◆ Reading passage
________

Roland JD800 Synthesiser
Well to be honest, this baby is still my first love of Roland gear and will always be. I saw ELP at the Royal Albert Hall and Emerson had two JD800s. I wanted just the one. I bought it and then started programming. I loved the fact it sounded big, and yet! You could get the smallest pads out of it. Its lead sounds cut through the mix and if you wanted synth brass, this was your machine. It is a favourite in my keyboard rig and everybody loves this beautiful 90’s creation.
EMU Vintage Keys module
This had Hammonds, Mellotrons, Clavinets, Rhodes, Wurlitzer’s, CP80s and many more vintage instruments coming out of its 1unit rack module. I loved its sound. I let it go in the end because I had too many synths that copied this. Besides, I bought into the EMU E6400 samplers later which provided all the sounds on CDrom.
Roland JV1080 Module
This was the first time I had a machine that I could do a whole album with and I think at some point, I did almost that. I bought 4 SRJV boards to go in it (Orchestral, Bass and Drums, World and Pianos). This enabled me to experiment with orchestral instruments. It is still in my rack today and comes out on tour with me. Probably the singularly most impressive machine Roland built for all genres of music. I think it must have been its biggest seller.
EMU 6400 Sampler
I bought this and it changed everything for me. I upgraded to 128mb memory, bought the planet phatt board to go inside (which gives you loads of dance sounds), a CD Rom drive, an Iomega zip 250 drive and hoards of CD roms. This Sampler had great filters and it was capable of top quality sampling. I put a SCSI drive in it and it has become a permanent member of my rack. So much so, that I bought another 4 E6400 Ultras and they form an important part of my keyboard rig.

________

◆ Instructions
1/ In the keyboard gear reviews, how many SRJV boards were bought for the Roland JV1080?
2/ Please write out everything in the keyboard gear reviews from "Roland JD800 Synthesiser" down to "beautiful 90’s creation.".
3/ Extend the keyboard gear reviews beyond their last sentence.
The lines after the keyboard gear reviews play no part in this.

◆ Data block
________

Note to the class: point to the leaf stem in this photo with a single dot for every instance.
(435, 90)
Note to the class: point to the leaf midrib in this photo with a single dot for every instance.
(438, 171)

________

◆ Exercise answers
1/ Four.

2/
Roland JD800 Synthesiser
Well to be honest, this baby is still my first love of Roland gear and will always be. I saw ELP at the Royal Albert Hall and Emerson had two JD800s. I wanted just the one. I bought it and then started programming. I loved the fact it sounded big, and yet! You could get the smallest pads out of it. Its lead sounds cut through the mix and if you wanted synth brass, this was your machine. It is a favourite in my keyboard rig and everybody loves this beautiful 90’s creation.

3/
Roland JP8000 analog modelling synthesiser
I had the first one in the country on loan from Roland UK and was asked to put some demos together for this baby along with some presets. At the time it instantly became the first choice for synth bass and LFO pads and sequences. I love it to bits. I used to take it on the road all the time, but for the Chris de Burgh tour, it stayed at home to keep the rest of the gear company. I spent a lot of time programming it to recreate Moog synth sounds. It got close, but once you put it alongside a Moog, you realise how far away you are from it.
Roland XV5080 Module
This lovely module became the most important rack unit of my setup. I bought the SRX piano board along with the Symphonic strings, Dance and session boards. This machine is amazing and I prefer it over any module I have. It sits TOP place in my rack and if I need any one unit to take out, this will be it every time.
I can honestly say, it was the best thing Roland brought to the table in years. It superseded the 1080/2080 and spurned a whole load of Roland modules…..5080, 3080, 5050………….a true giant among modules.
Novation Supernova IIr
This was bought because I loved its raw edge sounds. Once again, an analog modelling machine that had a great bunch of features including an arpeggiator, vocoder and some nifty effects. Also with the audio input, you could treat loops, guitars, vocals with the effects and filters.
Novation KS5 Keyboard
This is a keyboard that I rate highly for hands on programming. It’s great for pop, rock, prog, dance, but lacks strings (if that’s what you want from a synth).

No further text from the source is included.